*** Opening Listed records ***

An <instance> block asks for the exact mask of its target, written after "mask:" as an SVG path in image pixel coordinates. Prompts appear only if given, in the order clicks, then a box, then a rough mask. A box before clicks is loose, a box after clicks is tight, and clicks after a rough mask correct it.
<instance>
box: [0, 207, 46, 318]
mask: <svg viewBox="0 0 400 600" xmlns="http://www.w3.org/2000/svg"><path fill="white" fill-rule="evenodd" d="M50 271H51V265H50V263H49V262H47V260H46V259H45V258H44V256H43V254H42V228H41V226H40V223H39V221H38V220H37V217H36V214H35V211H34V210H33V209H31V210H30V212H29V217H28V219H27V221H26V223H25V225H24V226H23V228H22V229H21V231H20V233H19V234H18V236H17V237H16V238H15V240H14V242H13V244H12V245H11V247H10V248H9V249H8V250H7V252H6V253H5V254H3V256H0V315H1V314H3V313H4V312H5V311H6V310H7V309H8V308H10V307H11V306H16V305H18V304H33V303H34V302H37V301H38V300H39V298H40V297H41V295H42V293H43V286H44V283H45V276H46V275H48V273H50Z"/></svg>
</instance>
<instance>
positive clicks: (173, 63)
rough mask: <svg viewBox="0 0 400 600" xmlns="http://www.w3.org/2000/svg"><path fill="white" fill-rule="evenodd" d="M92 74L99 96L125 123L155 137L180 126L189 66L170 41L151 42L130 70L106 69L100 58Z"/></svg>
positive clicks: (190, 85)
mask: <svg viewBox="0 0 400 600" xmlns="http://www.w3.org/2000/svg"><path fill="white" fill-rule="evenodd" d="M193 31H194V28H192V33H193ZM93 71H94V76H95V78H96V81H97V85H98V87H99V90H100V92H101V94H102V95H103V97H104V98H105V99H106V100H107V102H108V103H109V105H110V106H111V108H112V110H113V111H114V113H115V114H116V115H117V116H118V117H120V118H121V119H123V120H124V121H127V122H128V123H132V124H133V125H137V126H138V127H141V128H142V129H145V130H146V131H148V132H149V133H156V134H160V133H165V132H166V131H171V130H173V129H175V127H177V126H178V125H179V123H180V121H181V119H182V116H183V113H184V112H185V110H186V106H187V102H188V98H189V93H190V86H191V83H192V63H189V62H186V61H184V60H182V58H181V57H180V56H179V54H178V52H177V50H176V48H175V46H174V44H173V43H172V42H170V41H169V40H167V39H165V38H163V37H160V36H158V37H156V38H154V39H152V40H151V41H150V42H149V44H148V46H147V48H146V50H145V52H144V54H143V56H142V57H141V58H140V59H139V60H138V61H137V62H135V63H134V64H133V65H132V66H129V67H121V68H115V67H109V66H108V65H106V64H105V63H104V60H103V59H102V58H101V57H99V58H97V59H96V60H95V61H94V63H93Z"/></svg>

*** Closing Listed records ***

▶ [About this exercise]
Look above and repeat, character for character, the lines from the first one to the line with "rough mask: <svg", counting both.

▶ [Result of this task]
An <instance> block asks for the exact mask of its target, written after "mask:" as an SVG path in image pixel coordinates. Prompts appear only if given, in the order clicks, then a box, then a rough mask. A box before clicks is loose, a box after clicks is tight, and clicks after a rough mask correct it.
<instance>
box: [0, 207, 46, 318]
mask: <svg viewBox="0 0 400 600" xmlns="http://www.w3.org/2000/svg"><path fill="white" fill-rule="evenodd" d="M50 271H51V265H50V263H49V262H47V260H46V259H45V258H44V256H43V254H42V228H41V226H40V223H39V221H38V220H37V217H36V214H35V211H34V210H33V209H31V210H30V212H29V217H28V219H27V221H26V223H25V225H24V226H23V228H22V229H21V231H20V233H19V234H18V236H17V237H16V238H15V240H14V242H13V244H12V245H11V247H10V248H9V249H8V250H7V252H6V253H5V254H3V256H0V315H1V314H3V313H4V312H5V311H6V310H7V309H8V308H10V307H11V306H16V305H18V304H33V303H34V302H37V301H38V300H39V298H40V297H41V295H42V293H43V286H44V283H45V276H46V275H48V273H50Z"/></svg>
</instance>
<instance>
positive clicks: (173, 63)
rough mask: <svg viewBox="0 0 400 600" xmlns="http://www.w3.org/2000/svg"><path fill="white" fill-rule="evenodd" d="M92 74L99 96L125 123L155 137L180 126L189 66L170 41L151 42L130 70L106 69L100 58Z"/></svg>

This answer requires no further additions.